Written request:
Extract every line of the material below and reproduce it character for character. Omit the pictures from your answer.

Dataset rows:
=-=-=
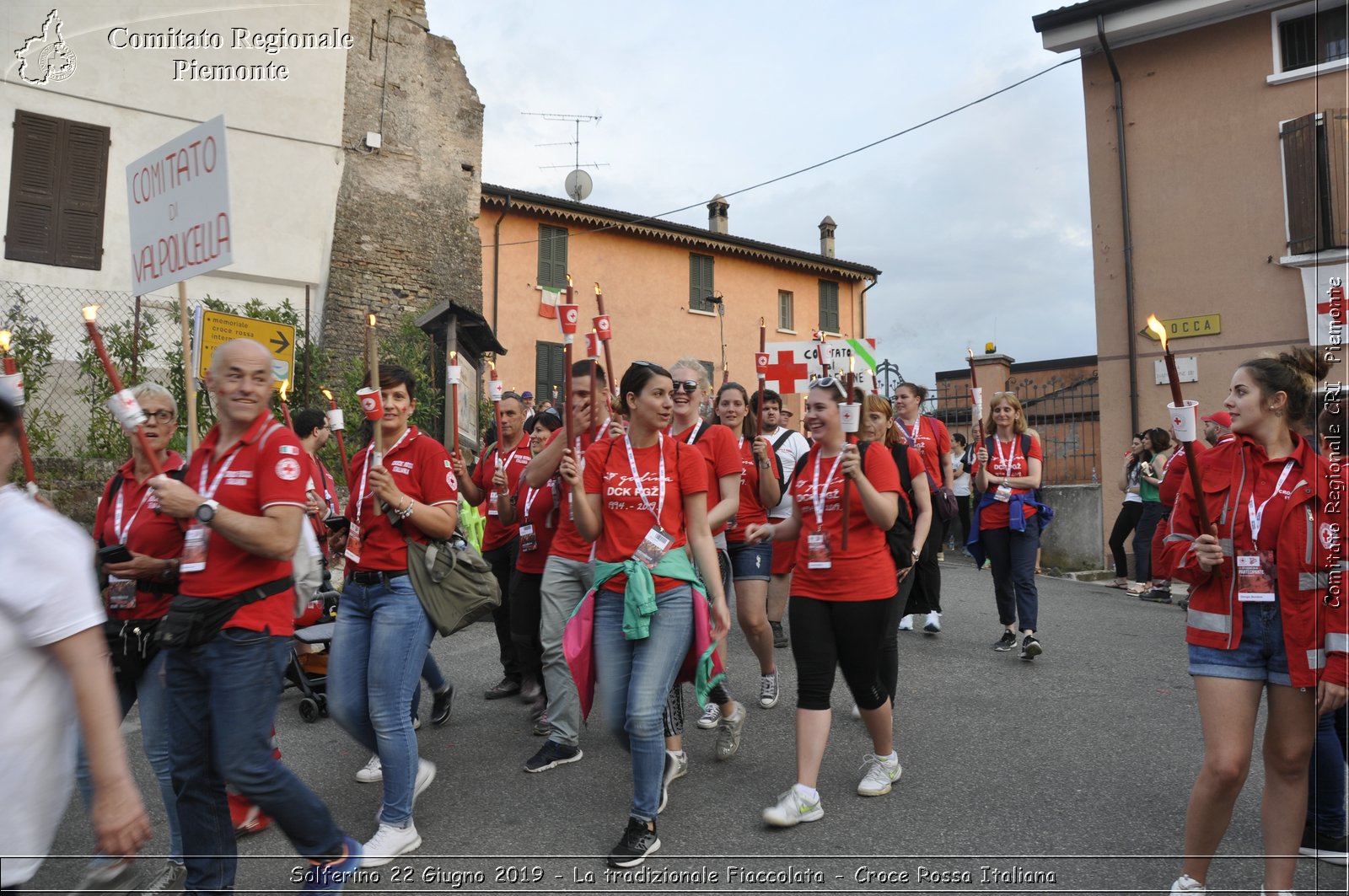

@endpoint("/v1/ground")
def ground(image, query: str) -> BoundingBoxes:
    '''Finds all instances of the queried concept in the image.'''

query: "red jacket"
[1165,436,1349,688]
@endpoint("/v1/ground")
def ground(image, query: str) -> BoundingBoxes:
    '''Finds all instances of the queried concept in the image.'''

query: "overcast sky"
[427,0,1095,384]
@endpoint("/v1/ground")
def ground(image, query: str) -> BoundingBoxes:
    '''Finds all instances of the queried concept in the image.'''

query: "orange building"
[477,184,881,400]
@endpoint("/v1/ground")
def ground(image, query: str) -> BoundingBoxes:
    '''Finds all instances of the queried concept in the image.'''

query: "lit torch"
[0,330,38,496]
[1148,314,1217,534]
[79,305,164,476]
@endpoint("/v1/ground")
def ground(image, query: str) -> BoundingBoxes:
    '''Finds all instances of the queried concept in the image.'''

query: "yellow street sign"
[1138,314,1223,341]
[191,305,295,389]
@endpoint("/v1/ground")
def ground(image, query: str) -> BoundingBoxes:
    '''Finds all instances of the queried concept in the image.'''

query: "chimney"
[820,215,834,258]
[707,193,731,233]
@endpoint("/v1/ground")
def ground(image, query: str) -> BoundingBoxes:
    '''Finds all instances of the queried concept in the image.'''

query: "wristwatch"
[193,498,220,526]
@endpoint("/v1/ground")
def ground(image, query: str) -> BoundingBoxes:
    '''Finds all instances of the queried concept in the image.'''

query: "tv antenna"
[521,112,609,202]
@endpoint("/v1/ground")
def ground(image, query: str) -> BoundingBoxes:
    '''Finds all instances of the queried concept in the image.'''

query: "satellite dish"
[562,169,595,202]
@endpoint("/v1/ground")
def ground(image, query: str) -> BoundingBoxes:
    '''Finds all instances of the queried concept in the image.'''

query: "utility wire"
[483,56,1081,249]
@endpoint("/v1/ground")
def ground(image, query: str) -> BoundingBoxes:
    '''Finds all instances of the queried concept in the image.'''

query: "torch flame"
[1148,314,1167,351]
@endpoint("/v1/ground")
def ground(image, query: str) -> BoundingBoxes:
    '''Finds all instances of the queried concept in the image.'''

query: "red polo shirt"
[180,413,308,634]
[347,427,459,572]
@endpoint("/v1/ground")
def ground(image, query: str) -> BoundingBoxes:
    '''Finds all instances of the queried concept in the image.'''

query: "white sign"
[1152,355,1199,386]
[126,115,234,296]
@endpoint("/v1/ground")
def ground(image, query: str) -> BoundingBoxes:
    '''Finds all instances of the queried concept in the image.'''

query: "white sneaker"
[356,753,384,784]
[764,786,825,827]
[360,822,421,867]
[857,753,904,797]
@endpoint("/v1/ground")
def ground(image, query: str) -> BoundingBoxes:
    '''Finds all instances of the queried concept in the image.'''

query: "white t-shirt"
[0,486,106,887]
[764,427,811,519]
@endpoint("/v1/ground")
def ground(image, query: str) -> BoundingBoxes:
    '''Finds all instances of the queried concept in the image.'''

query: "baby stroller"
[282,590,337,722]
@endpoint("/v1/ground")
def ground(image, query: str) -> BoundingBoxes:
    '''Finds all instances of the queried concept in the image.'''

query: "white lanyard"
[623,433,665,526]
[356,427,413,526]
[1246,458,1297,545]
[811,448,843,529]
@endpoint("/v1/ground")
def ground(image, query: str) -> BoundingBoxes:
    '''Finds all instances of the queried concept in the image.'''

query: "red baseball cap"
[1199,410,1232,429]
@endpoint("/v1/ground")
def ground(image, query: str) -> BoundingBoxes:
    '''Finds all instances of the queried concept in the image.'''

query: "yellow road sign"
[191,305,295,389]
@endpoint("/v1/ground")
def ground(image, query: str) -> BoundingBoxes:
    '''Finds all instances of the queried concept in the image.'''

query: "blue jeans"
[980,517,1041,631]
[328,575,434,827]
[595,584,701,822]
[164,629,342,893]
[76,651,182,864]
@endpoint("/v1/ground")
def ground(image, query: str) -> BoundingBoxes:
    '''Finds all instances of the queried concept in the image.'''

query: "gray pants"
[538,556,595,746]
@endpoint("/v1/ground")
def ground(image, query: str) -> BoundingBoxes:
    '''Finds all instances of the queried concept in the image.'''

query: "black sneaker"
[1298,824,1349,865]
[609,818,661,867]
[524,738,583,772]
[430,684,454,727]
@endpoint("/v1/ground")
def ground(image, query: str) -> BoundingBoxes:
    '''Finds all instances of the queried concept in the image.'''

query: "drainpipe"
[1097,15,1138,433]
[492,193,509,331]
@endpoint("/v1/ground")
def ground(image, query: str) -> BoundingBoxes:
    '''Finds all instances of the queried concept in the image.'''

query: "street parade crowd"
[0,331,1349,893]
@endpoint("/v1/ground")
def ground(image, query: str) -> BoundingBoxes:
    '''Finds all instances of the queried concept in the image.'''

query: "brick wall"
[322,0,483,357]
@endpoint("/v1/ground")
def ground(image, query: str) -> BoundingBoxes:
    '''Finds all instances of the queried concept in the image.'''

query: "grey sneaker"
[717,703,746,763]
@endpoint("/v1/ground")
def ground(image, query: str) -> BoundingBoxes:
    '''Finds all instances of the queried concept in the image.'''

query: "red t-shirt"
[472,440,530,553]
[895,416,951,491]
[178,413,309,634]
[548,421,609,563]
[670,421,740,536]
[347,427,459,572]
[722,427,778,543]
[971,433,1044,529]
[792,444,900,600]
[515,476,564,572]
[585,436,707,593]
[93,451,185,620]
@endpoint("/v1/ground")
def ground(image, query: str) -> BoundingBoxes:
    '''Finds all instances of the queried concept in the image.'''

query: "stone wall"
[322,0,483,359]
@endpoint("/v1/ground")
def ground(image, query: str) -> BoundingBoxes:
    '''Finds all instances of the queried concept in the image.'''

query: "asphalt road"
[32,560,1345,893]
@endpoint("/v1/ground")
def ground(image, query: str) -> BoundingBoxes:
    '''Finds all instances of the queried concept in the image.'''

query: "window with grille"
[777,290,796,330]
[688,252,717,312]
[4,110,110,270]
[820,281,841,333]
[538,224,567,289]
=-=-=
Reply to the exercise:
@endpoint("/v1/ground")
def ground(image, query: str) -> BoundingBoxes:
    '''Finds all instances of the queried concept in the image.'''

query: "red jacket"
[1165,436,1349,688]
@endpoint("/v1/ground")
def ground(image, query: str) -> BoundingBoxes:
    '''Finds all instances of the queried concept in the image.'''

query: "overcast sky"
[427,0,1095,384]
@endpoint("/v1/ground")
def ground(image, query: str) -> BoundingBoxes:
    '''Finds all instances of the queried concept in the image.'''

query: "orange building"
[477,184,881,400]
@endpoint("/v1/ground")
def ground(image, query: str) -> BoundingBoxes:
    '''Finds all instances of the queried concept in the image.'''

query: "lit torch"
[0,330,38,496]
[1148,314,1217,534]
[79,305,164,476]
@endpoint("/v1/ground")
def ground(image, query: str) -> BoundingBoxes:
    '''Finds all instances of the queried concept in the image.'''

query: "yellow street sign"
[1138,314,1223,341]
[191,305,295,389]
@endpoint("/v1/ground")
def ground(image, query: str) -> BoundingBoxes:
    '''Finds all instances of the queried concept in the image.'''

query: "chimney"
[820,215,834,258]
[707,193,731,233]
@endpoint("/v1/ground")
def ground(image, query: str) -> BoundingBoxes:
    '''Finds all instances of the queried concept in the image.'''

query: "wristwatch"
[193,498,220,526]
@endpoint("/v1/ground")
def ground(image, query: str) -> BoundingBoxes:
    '''Finds all instances of the queried concept in the image.'''

query: "tv antenna"
[521,112,609,202]
@endpoint("/v1/ground")
def ground(image, query: str) -> BoundingBoxes:
    '''Finds all instances of the queried concept in the image.'''

query: "satellite dish"
[562,169,595,202]
@endpoint("/v1/ground")
def ground(image, query: str) -> BoundingBoxes:
    '''Finds all instances of the queried concept in the image.'''

query: "utility wire"
[483,56,1081,249]
@endpoint("/v1/ground")
def ground(image, query: str) -> BoundingBoxes:
    '''Finds all instances of the queried concept in the image.'''

query: "torch flame"
[1148,314,1167,351]
@endpoint("/v1/ground")
def ground(image, query: str) -> BoundingBoxes:
    '''Finds all instances of the queried concept in the image.'''

query: "red polo shirt"
[180,413,308,634]
[347,427,459,572]
@endpoint("/v1/ground")
def ground(image, query: str) -> BoundingBoxes:
    '''Finds all instances of the queried concept in the image.'''

query: "white sign"
[1152,355,1199,386]
[126,115,234,296]
@endpoint("/v1/ground")
def ground(image, query: str) -> BoundingBoxes:
    '''Finds all instances of the queried concept in the image.'''

query: "white sneaker"
[356,753,384,784]
[764,786,825,827]
[360,822,421,867]
[857,753,904,797]
@endpoint("/v1/ground")
def ground(image, query: str) -> BoundingBoxes:
    '''Finds all instances of the queried concept in the image.'''

query: "white t-shirt"
[0,486,106,887]
[764,427,811,519]
@endpoint("/v1/ground")
def ground(image, query: str) -> BoundingBoxes:
    '''Finds all instances of the queried concept in the image.'''

query: "baby stroller"
[282,590,337,722]
@endpoint("/v1/ground")
def ground(image, query: str) -> BoundingBoxes:
    '''Finds all instances of the queried concept in the image.'''

query: "white lanyard"
[623,433,665,526]
[356,427,413,526]
[1246,458,1297,545]
[811,448,843,529]
@endpoint("/v1/ground")
def ground(image, query: str) -> BoundingBoxes:
    '''Finds all instances of the queried concept in the image.'''

query: "red baseball cap"
[1199,410,1232,429]
@endpoint("/v1/ground")
def ground(image, query: str) -> BoundingBoxes:
    '''Finds all instances of the queried concept in the image.'''

query: "yellow road sign"
[191,305,295,389]
@endpoint("/v1/ground")
def ground(image, query: str) -> BoundingBoxes:
    '''Finds all instances of the queried concept in the image.'''

query: "blue jeans"
[980,517,1041,631]
[328,575,434,827]
[595,584,701,822]
[164,629,342,893]
[76,651,182,864]
@endpoint("/v1/ground")
def ground(image, query: str) -> BoundingBoxes:
    '''Finds all instances of the queried concept in the image.'''

query: "gray pants"
[538,556,595,746]
@endpoint("/v1/ground")
def ground(image, query: str) -> BoundingBoxes:
    '''Finds all instances of the queried concept in the image.'''

query: "black sneaker"
[1298,824,1349,865]
[609,818,661,867]
[524,738,583,772]
[430,684,454,727]
@endpoint("/v1/ground")
def ground(image, query: str) -> BoundingBoxes:
    '''Finds all instances of the queried concept in the image.'''

query: "drainpipe"
[1097,15,1138,433]
[492,193,509,331]
@endpoint("/v1/ground")
def ground(image, query: str) -> BoundingBoxes:
    '''Finds all instances of the queried concept in the image.'''

query: "street parade crowd"
[0,331,1349,893]
@endpoint("/v1/ground")
def ground(image, query: str) -> BoundingBoxes:
    '''Finds all instances of the queried concept in the image.'''

query: "brick wall"
[322,0,483,357]
@endpoint("/v1/ground")
def ground(image, query: str) -> BoundingBoxes:
    '''Finds all instances of the queried concept in the image.'''

query: "grey sneaker"
[717,703,746,763]
@endpoint("/v1/ground")
def ground(image, query: str) -> BoundingBoxes:
    '''Finds all instances of the queried concept in the image.'''

query: "red t-shirt"
[472,440,530,553]
[895,416,951,491]
[178,413,309,634]
[548,421,609,563]
[670,421,740,536]
[347,427,459,572]
[722,427,778,543]
[971,433,1044,529]
[792,444,900,600]
[515,476,564,572]
[585,436,707,593]
[93,451,185,620]
@endpoint("/v1/ground")
def ground(image, query: str) -> BoundingBoxes:
    '''Finds all instances of the queried concept in the image.'''

query: "stone wall"
[322,0,483,359]
@endpoint("/v1/ground")
def ground(image, query: str) -> BoundingBoxes:
    '''Finds all instances of the queried concept in the image.'''

query: "asphalt road"
[32,560,1345,893]
@endpoint("/v1/ground")
def ground(image, query: str) -> BoundingBoxes:
    '''Finds all instances of the queried concept in the image.'''

query: "window with grille"
[777,290,796,330]
[688,252,717,312]
[4,110,110,270]
[820,281,841,333]
[538,224,567,289]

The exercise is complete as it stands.